* _What the task asks_
Reproduce the article on redwood burl thefts in full, word for word.

* _Text under study_
-=-=-=-=-
A recent rise in burl thefts within Redwood National and State Parks is intensifying investigations of local wood merchants, while a bill introduced to the California Legislature last week proposes gnarly punishments to deter would-be thieves, even as sentences for nonviolent offenses are lessening statewide due to a recent voter mandate.
Burls are nodules important to reproduction that are typically found at the base of old growth redwood trees, which fetch big money on the global market as decorative items and furniture. Millions of dollars worth of burls have been hacked and dragged out of Del Norte's public lands over the years, with more than 70 burls poached from ancient trees in RSNP since 2011, according to a tally by parks officials.
Legislation introduced last week by state Sen. Mike McGuire would supersede the Proposition 47 mandate that property thefts valued under $950 be charged as a misdemeanor, and make it an automatic felony to steal redwood burls of any size, punishable by imprisonment and a $10,000 fine.
"These trees are national treasures," McGuire said.
His proposal puts a bullseye on poachers in Del Norte and Humboldt counties. Also in its crosshairs are the roadside wood shops in Hiouchi and Orick where park rangers have been investigating inventories for stolen wood. At least one massive and illegally taken burl was discovered at a Del Norte store last year, leading to the conviction of two Orick men for felony vandalism, Danny Garcia and Larry Morrow.
-=-=-=-=-
[Region pointing data]
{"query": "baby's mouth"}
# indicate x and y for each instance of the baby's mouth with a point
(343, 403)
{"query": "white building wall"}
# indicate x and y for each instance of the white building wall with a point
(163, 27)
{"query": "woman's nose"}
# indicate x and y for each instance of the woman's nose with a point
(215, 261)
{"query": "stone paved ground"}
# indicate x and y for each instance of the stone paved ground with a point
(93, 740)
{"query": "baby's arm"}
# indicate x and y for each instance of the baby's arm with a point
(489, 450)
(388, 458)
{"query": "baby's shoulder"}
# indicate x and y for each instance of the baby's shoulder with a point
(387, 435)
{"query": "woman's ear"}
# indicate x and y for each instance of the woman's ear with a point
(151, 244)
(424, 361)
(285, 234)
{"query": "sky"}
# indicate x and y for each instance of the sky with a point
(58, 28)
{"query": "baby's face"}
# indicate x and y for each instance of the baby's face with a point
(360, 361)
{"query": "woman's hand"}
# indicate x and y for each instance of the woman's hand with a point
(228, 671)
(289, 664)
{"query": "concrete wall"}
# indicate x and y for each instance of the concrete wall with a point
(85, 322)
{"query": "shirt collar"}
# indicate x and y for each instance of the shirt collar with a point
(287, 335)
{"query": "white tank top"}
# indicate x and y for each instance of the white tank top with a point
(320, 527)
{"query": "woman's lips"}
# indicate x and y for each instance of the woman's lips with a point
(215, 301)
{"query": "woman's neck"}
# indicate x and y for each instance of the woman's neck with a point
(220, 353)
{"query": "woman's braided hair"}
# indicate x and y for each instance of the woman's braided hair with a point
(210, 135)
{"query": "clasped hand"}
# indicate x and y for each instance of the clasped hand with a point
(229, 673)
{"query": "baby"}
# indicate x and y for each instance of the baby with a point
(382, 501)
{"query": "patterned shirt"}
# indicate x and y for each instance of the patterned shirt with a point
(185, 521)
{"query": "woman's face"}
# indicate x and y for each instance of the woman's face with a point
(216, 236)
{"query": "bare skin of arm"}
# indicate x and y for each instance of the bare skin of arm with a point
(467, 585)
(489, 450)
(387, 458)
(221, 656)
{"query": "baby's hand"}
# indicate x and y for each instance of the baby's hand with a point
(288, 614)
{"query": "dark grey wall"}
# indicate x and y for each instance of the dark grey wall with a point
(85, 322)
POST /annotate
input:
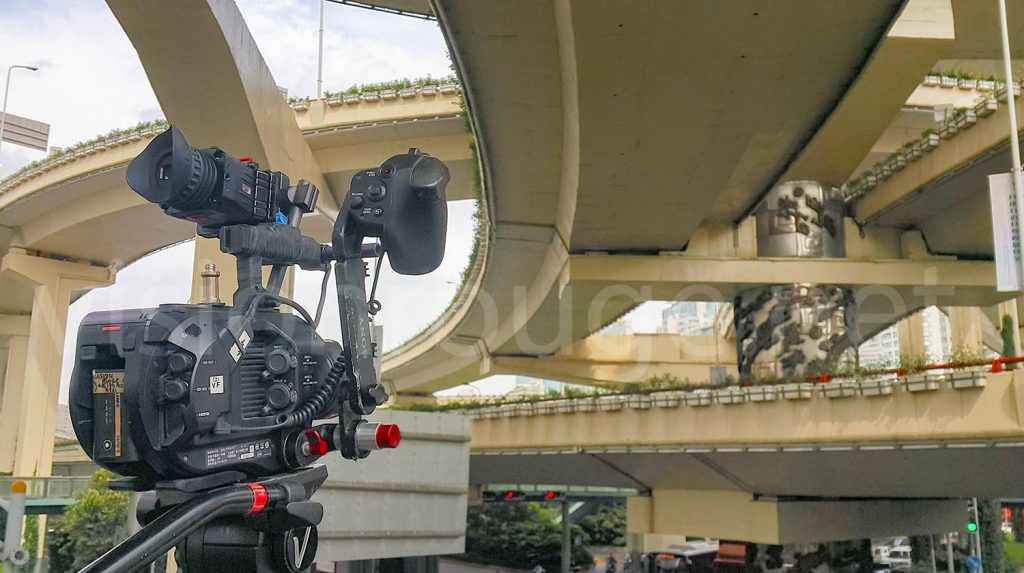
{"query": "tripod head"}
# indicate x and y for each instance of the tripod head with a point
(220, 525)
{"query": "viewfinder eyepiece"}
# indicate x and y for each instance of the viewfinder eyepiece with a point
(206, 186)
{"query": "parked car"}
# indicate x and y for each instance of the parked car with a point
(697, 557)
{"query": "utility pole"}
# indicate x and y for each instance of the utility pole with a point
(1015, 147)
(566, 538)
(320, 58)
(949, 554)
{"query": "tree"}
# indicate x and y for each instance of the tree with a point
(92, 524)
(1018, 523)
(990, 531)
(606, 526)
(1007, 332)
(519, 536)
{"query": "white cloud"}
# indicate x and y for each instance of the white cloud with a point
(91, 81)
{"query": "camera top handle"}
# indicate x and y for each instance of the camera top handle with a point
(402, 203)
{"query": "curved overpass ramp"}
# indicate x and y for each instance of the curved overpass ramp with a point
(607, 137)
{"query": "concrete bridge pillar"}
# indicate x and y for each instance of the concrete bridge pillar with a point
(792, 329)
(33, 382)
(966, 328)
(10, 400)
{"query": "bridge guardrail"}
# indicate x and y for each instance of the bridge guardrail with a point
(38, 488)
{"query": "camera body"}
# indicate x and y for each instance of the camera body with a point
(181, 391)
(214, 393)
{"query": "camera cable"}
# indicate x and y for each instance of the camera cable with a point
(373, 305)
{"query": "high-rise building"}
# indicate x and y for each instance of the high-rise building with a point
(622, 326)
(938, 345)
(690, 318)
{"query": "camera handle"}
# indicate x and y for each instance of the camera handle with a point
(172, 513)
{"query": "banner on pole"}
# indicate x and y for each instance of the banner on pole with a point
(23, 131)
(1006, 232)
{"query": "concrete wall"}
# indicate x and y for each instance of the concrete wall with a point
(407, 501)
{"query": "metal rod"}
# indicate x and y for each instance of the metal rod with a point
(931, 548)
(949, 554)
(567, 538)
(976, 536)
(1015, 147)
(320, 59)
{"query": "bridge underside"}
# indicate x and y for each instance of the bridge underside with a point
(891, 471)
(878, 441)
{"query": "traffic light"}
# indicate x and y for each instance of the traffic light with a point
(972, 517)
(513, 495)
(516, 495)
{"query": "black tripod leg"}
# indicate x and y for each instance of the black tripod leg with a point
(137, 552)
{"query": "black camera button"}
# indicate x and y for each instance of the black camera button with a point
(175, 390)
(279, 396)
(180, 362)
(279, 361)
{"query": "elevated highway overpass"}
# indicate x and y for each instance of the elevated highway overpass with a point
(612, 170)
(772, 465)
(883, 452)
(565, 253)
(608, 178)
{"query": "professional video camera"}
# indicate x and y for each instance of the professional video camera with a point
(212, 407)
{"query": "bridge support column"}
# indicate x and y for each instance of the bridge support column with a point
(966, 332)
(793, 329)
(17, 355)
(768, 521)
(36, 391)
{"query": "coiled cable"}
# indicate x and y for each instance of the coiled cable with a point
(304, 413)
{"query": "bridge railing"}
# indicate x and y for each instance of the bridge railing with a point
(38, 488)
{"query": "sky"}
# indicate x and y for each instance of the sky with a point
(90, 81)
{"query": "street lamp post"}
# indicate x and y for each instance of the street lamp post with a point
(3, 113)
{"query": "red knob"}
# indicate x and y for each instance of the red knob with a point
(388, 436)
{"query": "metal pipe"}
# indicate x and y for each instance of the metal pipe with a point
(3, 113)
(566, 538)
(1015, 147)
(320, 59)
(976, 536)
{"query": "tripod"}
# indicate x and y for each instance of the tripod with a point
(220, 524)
-=-=-=-=-
* _Your response_
A recent rise in burl thefts within Redwood National and State Parks is intensifying investigations of local wood merchants, while a bill introduced to the California Legislature last week proposes gnarly punishments to deter would-be thieves, even as sentences for nonviolent offenses are lessening statewide due to a recent voter mandate.
Burls are nodules important to reproduction that are typically found at the base of old growth redwood trees, which fetch big money on the global market as decorative items and furniture. Millions of dollars worth of burls have been hacked and dragged out of Del Norte's public lands over the years, with more than 70 burls poached from ancient trees in RSNP since 2011, according to a tally by parks officials.
Legislation introduced last week by state Sen. Mike McGuire would supersede the Proposition 47 mandate that property thefts valued under $950 be charged as a misdemeanor, and make it an automatic felony to steal redwood burls of any size, punishable by imprisonment and a $10,000 fine.
"These trees are national treasures," McGuire said.
His proposal puts a bullseye on poachers in Del Norte and Humboldt counties. Also in its crosshairs are the roadside wood shops in Hiouchi and Orick where park rangers have been investigating inventories for stolen wood. At least one massive and illegally taken burl was discovered at a Del Norte store last year, leading to the conviction of two Orick men for felony vandalism, Danny Garcia and Larry Morrow.